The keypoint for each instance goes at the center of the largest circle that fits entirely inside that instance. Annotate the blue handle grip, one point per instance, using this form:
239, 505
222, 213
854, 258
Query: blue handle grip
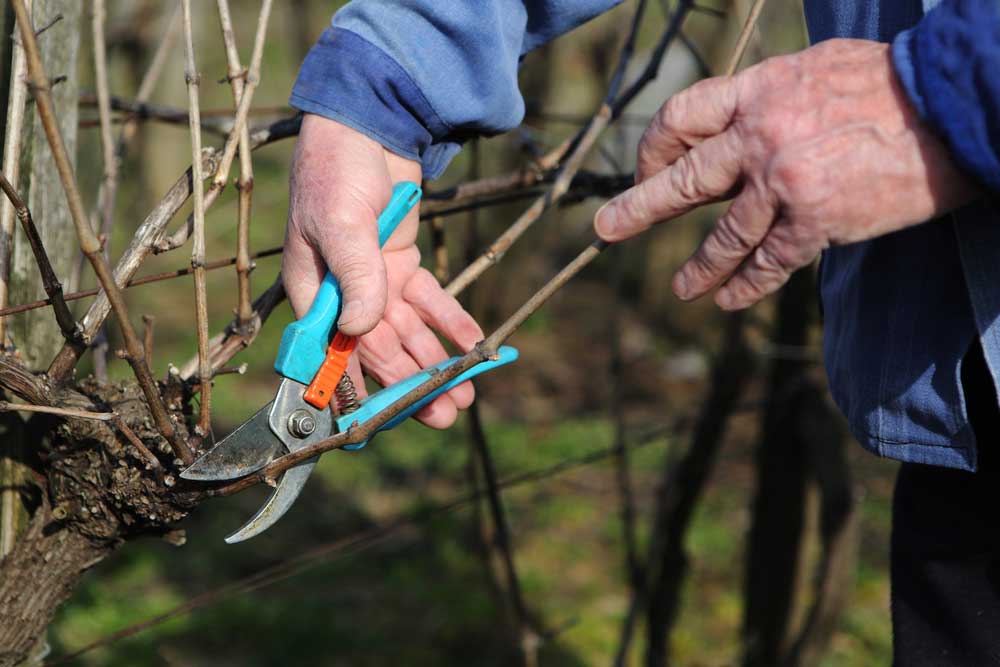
303, 343
383, 399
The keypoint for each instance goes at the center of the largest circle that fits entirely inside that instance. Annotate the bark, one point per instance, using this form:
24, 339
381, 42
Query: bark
35, 334
802, 441
53, 558
98, 490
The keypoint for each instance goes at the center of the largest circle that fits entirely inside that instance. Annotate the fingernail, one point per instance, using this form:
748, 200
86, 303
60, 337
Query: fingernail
724, 298
680, 286
352, 311
605, 220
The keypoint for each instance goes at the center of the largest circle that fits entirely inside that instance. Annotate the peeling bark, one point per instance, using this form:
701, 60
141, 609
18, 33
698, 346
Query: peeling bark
90, 491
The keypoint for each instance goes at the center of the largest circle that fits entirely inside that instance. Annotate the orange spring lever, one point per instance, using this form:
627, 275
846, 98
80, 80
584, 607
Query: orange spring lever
321, 390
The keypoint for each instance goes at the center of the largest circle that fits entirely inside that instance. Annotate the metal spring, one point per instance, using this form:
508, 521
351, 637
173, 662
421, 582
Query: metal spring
346, 396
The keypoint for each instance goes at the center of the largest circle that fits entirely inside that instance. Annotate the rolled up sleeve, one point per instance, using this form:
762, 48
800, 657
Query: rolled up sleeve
421, 77
949, 64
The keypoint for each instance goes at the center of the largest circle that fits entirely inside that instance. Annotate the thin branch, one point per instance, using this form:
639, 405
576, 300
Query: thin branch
347, 545
242, 113
50, 282
7, 406
146, 239
106, 196
109, 184
135, 282
149, 322
13, 137
192, 78
89, 244
529, 638
744, 39
152, 462
135, 111
499, 247
244, 309
483, 351
226, 345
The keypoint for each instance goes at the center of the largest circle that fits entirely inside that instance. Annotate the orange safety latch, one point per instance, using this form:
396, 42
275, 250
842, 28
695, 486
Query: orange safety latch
324, 385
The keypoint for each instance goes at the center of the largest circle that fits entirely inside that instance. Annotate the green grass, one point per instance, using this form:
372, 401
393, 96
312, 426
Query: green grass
422, 596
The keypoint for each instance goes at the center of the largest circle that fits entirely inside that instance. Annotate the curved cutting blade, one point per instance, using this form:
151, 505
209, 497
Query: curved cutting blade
287, 401
282, 498
247, 449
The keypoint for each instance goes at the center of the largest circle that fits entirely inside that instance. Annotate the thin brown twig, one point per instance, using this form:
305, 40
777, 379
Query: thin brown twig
226, 345
146, 239
149, 322
53, 288
192, 79
136, 282
7, 406
244, 309
112, 417
89, 243
483, 351
109, 184
106, 195
350, 544
499, 247
13, 138
242, 113
135, 111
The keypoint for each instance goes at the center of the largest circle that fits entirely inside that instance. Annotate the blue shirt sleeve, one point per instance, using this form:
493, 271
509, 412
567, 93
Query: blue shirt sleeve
422, 76
949, 64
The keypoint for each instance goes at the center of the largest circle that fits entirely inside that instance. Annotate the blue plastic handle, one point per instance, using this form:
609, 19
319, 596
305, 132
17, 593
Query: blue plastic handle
383, 399
303, 343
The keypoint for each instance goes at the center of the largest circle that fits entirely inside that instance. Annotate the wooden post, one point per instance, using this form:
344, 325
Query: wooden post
35, 334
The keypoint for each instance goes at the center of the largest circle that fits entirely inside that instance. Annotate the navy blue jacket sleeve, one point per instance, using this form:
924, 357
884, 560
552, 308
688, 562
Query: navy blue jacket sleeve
422, 76
949, 64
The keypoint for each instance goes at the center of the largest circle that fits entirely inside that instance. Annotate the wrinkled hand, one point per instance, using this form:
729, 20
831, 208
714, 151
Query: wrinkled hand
821, 147
340, 181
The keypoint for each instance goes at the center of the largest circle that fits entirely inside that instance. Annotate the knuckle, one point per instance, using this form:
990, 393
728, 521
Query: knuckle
771, 260
731, 237
636, 207
686, 178
794, 182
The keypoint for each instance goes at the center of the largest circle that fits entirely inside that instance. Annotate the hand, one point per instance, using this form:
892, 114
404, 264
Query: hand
340, 181
821, 147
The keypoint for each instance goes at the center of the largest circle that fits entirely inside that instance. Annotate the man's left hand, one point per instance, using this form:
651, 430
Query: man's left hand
820, 147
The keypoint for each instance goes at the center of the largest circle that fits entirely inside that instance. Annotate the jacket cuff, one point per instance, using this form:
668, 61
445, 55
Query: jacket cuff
348, 79
943, 64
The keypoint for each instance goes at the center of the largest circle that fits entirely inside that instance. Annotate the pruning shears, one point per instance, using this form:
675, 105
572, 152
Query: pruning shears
312, 359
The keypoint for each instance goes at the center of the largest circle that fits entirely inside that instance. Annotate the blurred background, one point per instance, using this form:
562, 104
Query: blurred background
390, 572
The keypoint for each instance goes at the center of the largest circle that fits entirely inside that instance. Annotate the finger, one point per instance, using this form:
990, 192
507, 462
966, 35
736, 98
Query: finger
442, 311
383, 356
302, 270
685, 120
731, 241
425, 348
339, 184
348, 243
768, 268
703, 175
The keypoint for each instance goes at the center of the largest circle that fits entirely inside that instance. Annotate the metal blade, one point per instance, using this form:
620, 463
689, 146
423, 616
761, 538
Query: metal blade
287, 403
282, 498
247, 449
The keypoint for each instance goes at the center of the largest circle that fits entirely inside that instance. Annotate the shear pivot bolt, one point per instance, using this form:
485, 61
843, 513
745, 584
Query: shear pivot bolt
301, 424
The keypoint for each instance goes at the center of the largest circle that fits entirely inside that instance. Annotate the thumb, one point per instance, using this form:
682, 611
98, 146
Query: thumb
348, 244
339, 183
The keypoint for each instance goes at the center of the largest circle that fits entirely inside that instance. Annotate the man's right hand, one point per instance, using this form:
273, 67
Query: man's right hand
340, 181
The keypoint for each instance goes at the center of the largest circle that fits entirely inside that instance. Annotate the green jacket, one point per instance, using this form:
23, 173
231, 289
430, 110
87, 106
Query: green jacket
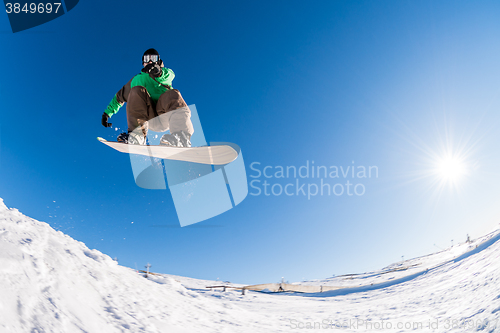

--------------------------------------------------

> **What to work on**: Report each line of the items above that contains the word "blurred".

> **Response to this exercise**:
The keypoint for each instance goes at the center of the largest circle that fits entirely inside that instance. Annotate the blurred background, one point per instance, using this form:
Query: blurred background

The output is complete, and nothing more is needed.